[ПРЕДЛОЖЕННЫЙ ОТРЫВОК]

Пришло время русской гимназии в предместье Прага. Со сверстниками, о которых он так долго мечтал и которыми так трепетно любовался из окна, теперь ему было неинтересно: научившись обходиться без них, он их перерос. Слишком рано повзрослевший от одиночества и книг, Януш просто не умел находить с ними тот общий подростковый язык, на котором было принято разговаривать, он не владел им, как бы перескочив не только период украденного у него детства, но и этап отрочества. Позднее, приблизившись к сорока, он с таким же трудом находил общий язык с другими взрослыми. Януш жил словно бы в ином пространстве, чуждом обычным людям, скрытом от них. Юный Гольдшмит все глубже погружался в литературу, читал взахлеб, набрасывался на книги с остервенелой жадностью, пока не дошел до того состояния интеллектуальной пресыщенности, когда желтоватые страницы ничего нового ему уже не открывали. Стало очевидно: пришла пора обратного процесса – так появились его первые литературные опусы, несколько драм и сказок; так в пору, когда он учился в Медицинской академии, родились и его первые педагогические работы.

[/ПРЕДЛОЖЕННЫЙ ОТРЫВОК]
[ИСХОДНЫЕ ДАННЫЕ]

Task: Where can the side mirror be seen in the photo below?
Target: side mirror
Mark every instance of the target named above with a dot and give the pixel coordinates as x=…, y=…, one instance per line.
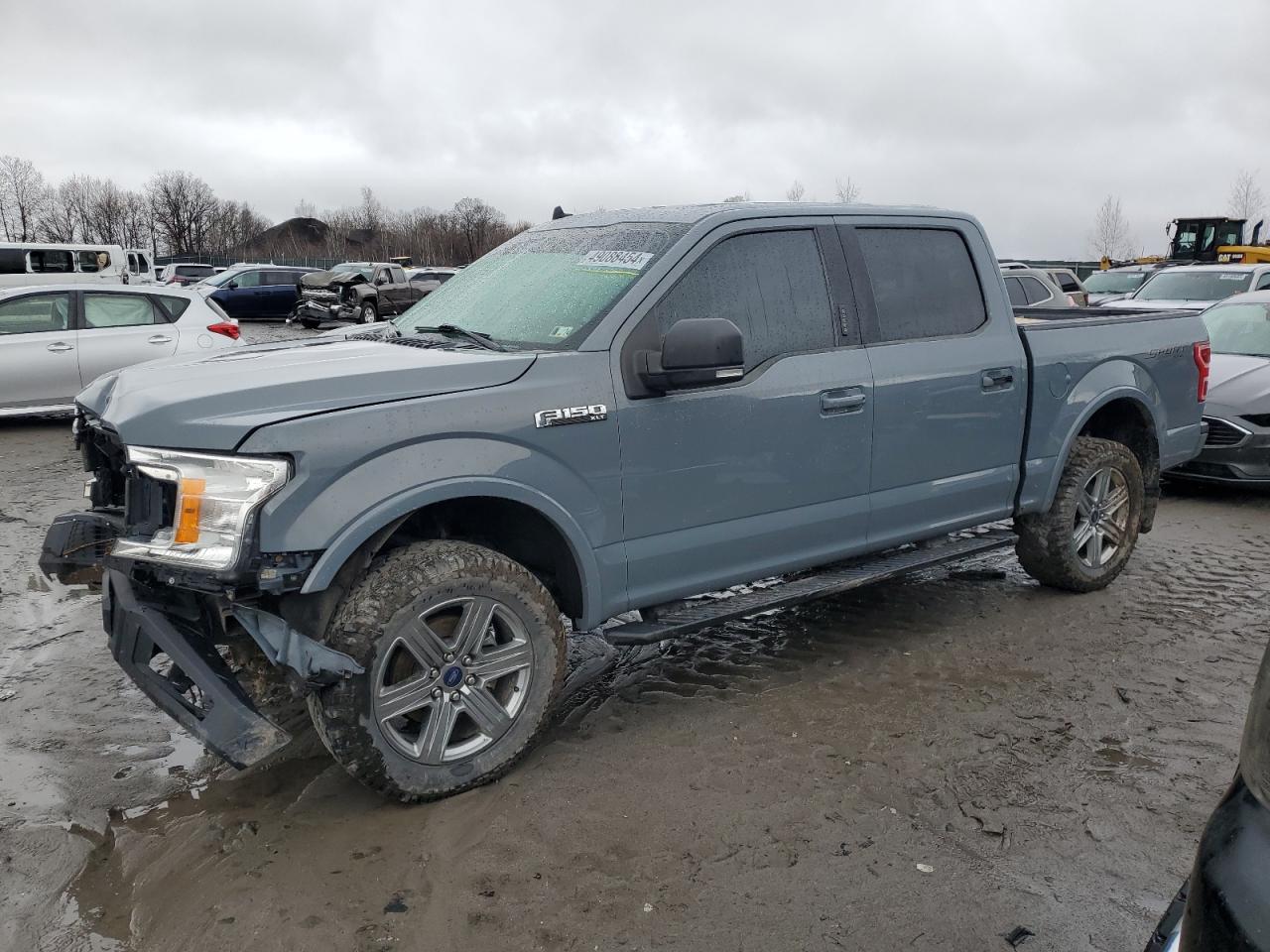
x=695, y=352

[/ИСХОДНЫЕ ДАННЫЕ]

ЗАДАНИЯ >>
A – Согласуются ли с текстом о юности Януша Гольдшмита эти утверждения? На каждое ответьте «да» или «нет» и подкрепите ответ точной цитатой из текста.
(i) В гимназии Януш легко нашел общий язык со сверстниками.
(ii) Первые педагогические работы Януша появились, когда он учился в Медицинской академии.
(iii) Приблизившись к сорока, Януш без труда находил общий язык с другими взрослыми.
B – Продолжите, пожалуйста, текст о юности Януша Гольдшмита после его последнего предложения.

ОТВЕТЫ >>
A –
(i) Нет: «Януш просто не умел находить с ними тот общий подростковый язык, на котором было принято разговаривать».
(ii) Да: «так в пору, когда он учился в Медицинской академии, родились и его первые педагогические работы».
(iii) Нет: «Позднее, приблизившись к сорока, он с таким же трудом находил общий язык с другими взрослыми».

B –
Только книги и дети могли наполнить собой его одиночество, те дети, к которым он приходил в приюты в свободное от занятий в Медицинской академии время, те дети, которые, он чувствовал, так сильно нуждались в его поразительных историях, добрых и умных глазах и том сосредоточенном внимании, с каким Януш всегда выслушивал их самые нелепые фантазии; те беспризорные, голодные дети, которых позднее он собирал по трущобам. Гольдшмит чувствовал, что живет с ними в одном мире, том самом скрытом от других взрослых, потаенном мире. И только с детьми он способен говорить на едином языке – незапятнанном и неискаженном праязыке, больше похожем на сакральную музыку, чем на слово. Эту музыку он не утратил и на бесчисленных войнах, врывавшихся одна за другой в его жизнь.
В 1911 году Гольдшмит основал приют на Крохмальной улице среди трущоб, публичных домов, кабаков, небольших фабрик и лавок. По соседству с небольшой общиной раввинов-хасидов и маленькой католической церквушкой вырос четырехэтажный белый дом для еврейских детей, с которыми его разлучила летом 1914 года Великая война.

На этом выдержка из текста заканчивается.